Begin ENTRIES

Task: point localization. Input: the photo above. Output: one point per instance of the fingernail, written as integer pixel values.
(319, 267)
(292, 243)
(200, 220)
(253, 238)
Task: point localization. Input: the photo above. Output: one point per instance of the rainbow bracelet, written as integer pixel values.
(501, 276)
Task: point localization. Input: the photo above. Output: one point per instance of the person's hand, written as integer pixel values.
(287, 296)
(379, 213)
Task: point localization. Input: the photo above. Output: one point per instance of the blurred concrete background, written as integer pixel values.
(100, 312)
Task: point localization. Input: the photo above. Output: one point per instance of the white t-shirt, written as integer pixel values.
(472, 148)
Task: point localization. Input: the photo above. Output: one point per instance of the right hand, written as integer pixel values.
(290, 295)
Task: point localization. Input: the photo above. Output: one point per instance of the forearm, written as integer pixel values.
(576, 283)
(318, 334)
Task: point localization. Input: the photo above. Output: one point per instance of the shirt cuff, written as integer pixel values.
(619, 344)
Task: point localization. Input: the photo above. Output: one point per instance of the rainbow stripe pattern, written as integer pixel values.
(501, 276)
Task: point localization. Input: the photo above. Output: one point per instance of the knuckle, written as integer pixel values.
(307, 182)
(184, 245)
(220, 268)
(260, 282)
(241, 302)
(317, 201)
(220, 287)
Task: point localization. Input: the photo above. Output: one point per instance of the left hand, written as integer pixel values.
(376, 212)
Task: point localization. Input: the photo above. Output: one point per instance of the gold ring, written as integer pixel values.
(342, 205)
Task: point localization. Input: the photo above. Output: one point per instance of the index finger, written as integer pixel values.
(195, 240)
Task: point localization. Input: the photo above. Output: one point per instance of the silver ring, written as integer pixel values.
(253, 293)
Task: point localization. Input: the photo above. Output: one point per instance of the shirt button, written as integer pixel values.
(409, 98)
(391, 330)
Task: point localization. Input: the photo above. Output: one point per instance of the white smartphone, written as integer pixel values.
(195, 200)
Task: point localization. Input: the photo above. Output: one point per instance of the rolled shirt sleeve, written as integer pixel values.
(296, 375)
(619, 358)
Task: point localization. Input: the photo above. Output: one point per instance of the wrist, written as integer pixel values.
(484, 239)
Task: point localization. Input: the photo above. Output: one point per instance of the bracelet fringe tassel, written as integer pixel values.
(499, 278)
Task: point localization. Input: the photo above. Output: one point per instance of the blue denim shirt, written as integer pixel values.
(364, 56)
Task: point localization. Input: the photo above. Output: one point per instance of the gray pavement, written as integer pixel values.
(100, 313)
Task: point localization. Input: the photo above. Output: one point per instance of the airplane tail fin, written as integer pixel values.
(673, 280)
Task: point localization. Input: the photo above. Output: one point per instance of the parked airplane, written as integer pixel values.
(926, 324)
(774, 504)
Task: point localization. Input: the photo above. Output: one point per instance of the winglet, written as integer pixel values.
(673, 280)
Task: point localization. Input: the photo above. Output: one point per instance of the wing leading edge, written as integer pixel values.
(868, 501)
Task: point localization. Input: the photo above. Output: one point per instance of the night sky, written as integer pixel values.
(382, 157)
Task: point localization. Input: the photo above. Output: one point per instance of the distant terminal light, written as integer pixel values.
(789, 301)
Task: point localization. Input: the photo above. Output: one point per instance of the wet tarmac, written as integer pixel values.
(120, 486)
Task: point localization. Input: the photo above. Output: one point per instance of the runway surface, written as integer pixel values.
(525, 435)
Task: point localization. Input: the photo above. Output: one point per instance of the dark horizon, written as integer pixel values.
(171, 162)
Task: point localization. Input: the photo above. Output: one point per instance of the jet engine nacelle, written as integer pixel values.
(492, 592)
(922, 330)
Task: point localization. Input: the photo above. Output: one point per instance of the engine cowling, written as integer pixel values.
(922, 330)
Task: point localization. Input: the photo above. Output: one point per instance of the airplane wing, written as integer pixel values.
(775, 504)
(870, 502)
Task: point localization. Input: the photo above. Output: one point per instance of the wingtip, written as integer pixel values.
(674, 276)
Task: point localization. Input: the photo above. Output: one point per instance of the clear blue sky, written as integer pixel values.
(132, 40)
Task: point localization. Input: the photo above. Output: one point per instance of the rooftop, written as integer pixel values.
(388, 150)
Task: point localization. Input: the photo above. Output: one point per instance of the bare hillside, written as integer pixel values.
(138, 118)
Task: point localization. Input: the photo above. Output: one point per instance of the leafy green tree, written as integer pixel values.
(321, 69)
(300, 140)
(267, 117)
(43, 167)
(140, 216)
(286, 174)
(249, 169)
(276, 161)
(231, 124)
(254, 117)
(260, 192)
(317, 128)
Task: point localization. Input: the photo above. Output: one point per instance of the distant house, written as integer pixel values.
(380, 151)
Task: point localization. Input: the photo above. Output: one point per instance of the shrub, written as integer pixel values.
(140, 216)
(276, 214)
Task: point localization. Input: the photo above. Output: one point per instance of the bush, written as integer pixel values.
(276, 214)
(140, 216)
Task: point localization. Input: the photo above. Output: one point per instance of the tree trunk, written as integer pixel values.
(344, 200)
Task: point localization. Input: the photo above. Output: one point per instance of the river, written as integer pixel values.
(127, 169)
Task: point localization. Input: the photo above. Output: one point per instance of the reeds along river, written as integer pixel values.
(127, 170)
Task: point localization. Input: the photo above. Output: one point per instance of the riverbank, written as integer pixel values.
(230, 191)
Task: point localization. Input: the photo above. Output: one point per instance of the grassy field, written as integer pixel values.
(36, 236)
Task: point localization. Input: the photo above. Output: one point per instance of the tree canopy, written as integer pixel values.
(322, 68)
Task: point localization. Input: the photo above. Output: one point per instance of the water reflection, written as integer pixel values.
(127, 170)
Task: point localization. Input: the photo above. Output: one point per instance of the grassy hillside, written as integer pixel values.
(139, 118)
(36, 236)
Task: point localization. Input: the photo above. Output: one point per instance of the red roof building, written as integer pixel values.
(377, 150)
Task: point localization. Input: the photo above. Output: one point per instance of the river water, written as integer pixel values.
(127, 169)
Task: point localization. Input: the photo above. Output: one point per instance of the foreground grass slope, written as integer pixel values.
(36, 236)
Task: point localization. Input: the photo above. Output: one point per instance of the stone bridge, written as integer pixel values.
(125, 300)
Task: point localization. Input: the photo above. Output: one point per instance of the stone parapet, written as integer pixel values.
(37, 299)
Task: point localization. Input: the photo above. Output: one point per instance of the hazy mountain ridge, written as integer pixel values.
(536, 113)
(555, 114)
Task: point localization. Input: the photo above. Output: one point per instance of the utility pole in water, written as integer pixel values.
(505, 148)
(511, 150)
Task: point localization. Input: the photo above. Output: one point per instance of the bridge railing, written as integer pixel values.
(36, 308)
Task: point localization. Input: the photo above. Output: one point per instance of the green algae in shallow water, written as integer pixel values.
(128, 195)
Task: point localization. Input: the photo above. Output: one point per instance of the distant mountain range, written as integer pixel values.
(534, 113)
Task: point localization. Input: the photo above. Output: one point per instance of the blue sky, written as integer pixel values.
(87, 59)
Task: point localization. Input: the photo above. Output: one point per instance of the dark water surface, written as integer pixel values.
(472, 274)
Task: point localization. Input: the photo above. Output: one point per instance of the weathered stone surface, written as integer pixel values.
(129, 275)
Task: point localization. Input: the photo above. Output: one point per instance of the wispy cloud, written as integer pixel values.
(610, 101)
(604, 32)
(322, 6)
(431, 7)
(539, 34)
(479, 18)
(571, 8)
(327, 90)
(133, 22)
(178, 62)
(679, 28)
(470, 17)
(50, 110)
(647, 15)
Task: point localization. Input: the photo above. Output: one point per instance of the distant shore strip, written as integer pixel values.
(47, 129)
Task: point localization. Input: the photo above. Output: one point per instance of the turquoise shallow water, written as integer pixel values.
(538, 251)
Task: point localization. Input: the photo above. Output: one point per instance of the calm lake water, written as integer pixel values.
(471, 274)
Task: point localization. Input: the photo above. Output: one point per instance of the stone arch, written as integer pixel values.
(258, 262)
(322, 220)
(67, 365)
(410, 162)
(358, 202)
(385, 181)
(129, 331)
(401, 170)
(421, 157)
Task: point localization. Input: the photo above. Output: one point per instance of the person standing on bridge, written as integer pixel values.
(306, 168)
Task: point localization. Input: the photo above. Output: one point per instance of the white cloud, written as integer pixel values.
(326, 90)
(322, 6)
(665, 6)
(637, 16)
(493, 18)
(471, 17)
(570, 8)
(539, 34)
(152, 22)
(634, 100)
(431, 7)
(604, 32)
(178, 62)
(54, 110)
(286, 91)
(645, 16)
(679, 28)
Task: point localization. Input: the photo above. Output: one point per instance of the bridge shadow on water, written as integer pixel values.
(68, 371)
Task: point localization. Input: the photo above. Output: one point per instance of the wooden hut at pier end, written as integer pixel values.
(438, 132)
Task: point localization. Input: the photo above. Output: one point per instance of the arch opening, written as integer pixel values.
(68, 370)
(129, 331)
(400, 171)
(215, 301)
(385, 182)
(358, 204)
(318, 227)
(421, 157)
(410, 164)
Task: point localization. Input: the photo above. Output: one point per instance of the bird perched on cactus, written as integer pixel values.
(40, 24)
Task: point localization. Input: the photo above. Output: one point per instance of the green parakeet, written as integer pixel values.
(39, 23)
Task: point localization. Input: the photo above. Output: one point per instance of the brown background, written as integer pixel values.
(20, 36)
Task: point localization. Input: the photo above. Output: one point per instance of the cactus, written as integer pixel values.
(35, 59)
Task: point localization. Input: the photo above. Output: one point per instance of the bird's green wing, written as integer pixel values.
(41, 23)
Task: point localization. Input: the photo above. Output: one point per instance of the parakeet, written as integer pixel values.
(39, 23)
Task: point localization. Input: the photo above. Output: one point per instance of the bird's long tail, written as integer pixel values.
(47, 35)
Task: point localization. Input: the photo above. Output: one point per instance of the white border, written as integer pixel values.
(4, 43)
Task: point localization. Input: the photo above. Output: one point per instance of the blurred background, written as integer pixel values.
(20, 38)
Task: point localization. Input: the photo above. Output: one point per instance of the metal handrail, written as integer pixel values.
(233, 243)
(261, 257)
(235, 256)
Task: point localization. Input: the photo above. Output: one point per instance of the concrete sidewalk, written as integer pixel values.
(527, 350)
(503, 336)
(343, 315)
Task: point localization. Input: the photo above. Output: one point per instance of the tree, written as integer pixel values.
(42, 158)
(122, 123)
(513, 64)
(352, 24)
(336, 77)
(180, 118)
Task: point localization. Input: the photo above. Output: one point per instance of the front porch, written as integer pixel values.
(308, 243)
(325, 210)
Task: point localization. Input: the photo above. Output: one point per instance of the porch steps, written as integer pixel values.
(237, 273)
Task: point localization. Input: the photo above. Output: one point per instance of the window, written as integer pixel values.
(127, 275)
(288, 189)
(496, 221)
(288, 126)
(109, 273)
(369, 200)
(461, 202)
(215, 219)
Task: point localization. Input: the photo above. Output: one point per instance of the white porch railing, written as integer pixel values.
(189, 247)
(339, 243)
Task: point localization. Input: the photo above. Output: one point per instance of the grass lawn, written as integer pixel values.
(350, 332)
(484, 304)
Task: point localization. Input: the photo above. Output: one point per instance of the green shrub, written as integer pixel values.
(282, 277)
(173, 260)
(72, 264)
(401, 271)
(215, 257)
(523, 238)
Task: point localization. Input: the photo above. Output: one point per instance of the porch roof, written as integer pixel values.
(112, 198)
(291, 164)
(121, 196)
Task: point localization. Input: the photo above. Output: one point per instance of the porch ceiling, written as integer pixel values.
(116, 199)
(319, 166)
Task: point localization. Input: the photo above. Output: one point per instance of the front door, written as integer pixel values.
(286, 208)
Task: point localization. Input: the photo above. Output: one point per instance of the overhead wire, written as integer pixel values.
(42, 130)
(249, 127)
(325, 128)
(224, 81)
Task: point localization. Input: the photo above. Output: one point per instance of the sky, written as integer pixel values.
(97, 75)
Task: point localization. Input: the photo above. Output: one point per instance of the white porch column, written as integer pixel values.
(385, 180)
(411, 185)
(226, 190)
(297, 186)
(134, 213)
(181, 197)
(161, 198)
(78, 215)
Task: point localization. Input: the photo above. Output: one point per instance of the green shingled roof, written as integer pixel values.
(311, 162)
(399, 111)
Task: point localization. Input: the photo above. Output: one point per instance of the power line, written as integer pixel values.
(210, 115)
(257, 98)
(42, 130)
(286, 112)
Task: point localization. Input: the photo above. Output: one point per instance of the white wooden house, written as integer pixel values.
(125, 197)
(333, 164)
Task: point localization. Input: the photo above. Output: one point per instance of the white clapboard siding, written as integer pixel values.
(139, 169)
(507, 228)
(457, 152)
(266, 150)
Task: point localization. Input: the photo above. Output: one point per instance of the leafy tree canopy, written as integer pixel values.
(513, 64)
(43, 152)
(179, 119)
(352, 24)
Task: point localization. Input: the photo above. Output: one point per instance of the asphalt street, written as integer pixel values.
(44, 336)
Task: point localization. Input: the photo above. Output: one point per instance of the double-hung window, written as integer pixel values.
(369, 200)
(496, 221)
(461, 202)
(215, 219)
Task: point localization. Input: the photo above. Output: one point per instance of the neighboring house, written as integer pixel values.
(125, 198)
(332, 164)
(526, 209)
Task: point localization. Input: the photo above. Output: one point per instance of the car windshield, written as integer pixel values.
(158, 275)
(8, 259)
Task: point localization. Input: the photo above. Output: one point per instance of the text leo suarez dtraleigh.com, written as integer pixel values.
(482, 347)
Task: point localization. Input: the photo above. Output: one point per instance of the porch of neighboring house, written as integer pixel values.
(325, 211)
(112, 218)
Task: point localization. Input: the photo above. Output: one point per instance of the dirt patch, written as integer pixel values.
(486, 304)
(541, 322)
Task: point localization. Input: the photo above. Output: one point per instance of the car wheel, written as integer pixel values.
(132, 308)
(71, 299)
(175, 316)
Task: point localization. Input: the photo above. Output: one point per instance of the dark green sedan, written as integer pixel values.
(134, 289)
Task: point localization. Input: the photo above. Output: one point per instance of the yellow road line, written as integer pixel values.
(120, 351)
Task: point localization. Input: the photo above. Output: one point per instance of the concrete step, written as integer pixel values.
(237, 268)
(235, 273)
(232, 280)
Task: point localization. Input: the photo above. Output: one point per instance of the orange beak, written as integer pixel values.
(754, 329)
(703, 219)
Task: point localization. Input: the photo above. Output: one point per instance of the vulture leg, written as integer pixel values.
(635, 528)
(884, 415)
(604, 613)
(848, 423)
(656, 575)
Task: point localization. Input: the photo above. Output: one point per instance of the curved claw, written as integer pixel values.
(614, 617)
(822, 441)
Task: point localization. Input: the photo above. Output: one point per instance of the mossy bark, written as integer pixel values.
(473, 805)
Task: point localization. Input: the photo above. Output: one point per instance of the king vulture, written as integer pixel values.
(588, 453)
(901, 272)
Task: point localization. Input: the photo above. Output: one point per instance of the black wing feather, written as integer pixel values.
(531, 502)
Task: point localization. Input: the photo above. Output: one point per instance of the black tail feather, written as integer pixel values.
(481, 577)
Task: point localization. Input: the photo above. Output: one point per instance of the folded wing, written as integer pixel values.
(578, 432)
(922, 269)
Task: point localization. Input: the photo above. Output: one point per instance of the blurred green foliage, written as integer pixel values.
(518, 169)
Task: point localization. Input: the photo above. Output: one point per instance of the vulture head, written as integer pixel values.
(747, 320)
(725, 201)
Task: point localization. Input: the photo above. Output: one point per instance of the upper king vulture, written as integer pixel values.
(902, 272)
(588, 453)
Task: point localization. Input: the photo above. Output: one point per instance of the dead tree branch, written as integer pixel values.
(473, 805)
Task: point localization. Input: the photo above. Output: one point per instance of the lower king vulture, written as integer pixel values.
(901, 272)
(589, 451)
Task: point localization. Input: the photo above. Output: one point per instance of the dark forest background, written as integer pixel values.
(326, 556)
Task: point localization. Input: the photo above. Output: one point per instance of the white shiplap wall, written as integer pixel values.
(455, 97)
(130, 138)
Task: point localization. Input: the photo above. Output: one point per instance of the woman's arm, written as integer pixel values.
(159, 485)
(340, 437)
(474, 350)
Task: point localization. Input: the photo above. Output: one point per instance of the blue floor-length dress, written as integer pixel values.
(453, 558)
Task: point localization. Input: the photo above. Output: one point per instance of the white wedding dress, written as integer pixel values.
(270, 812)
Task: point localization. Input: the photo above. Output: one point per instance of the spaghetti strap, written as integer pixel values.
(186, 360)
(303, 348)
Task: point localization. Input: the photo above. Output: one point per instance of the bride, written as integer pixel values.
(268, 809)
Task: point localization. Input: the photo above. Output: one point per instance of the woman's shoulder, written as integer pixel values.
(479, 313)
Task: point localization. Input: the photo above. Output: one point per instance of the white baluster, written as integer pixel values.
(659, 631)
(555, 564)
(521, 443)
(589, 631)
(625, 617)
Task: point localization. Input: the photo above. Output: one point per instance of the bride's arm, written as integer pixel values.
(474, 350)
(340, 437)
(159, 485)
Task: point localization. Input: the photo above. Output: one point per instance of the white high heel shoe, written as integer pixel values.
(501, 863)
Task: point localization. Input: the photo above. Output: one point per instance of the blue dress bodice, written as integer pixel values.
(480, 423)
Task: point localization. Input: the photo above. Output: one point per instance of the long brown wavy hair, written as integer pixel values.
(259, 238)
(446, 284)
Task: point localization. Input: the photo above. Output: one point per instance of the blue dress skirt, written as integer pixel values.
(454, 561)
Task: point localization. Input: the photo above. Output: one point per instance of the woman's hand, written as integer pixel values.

End ENTRIES

### DIRECTION:
Starting at the line that contains "hair, written as integer pixel values." and ending at the last line of the data above, write out every line again, offsetting each coordinate value in the answers by 4.

### RESULT OF THE TASK:
Task: point localization. Input: the photo above. Output: one point per instance of the long brown wavy hair, written as integer pixel values.
(263, 242)
(450, 288)
Task: point localization. Input: the photo above. Output: one point per instance of the blue dress skirt, written as integer pixel values.
(458, 565)
Task: point localization. Input: the photo above. Output: one point per instance of the woman's hand, written as integer pixel values.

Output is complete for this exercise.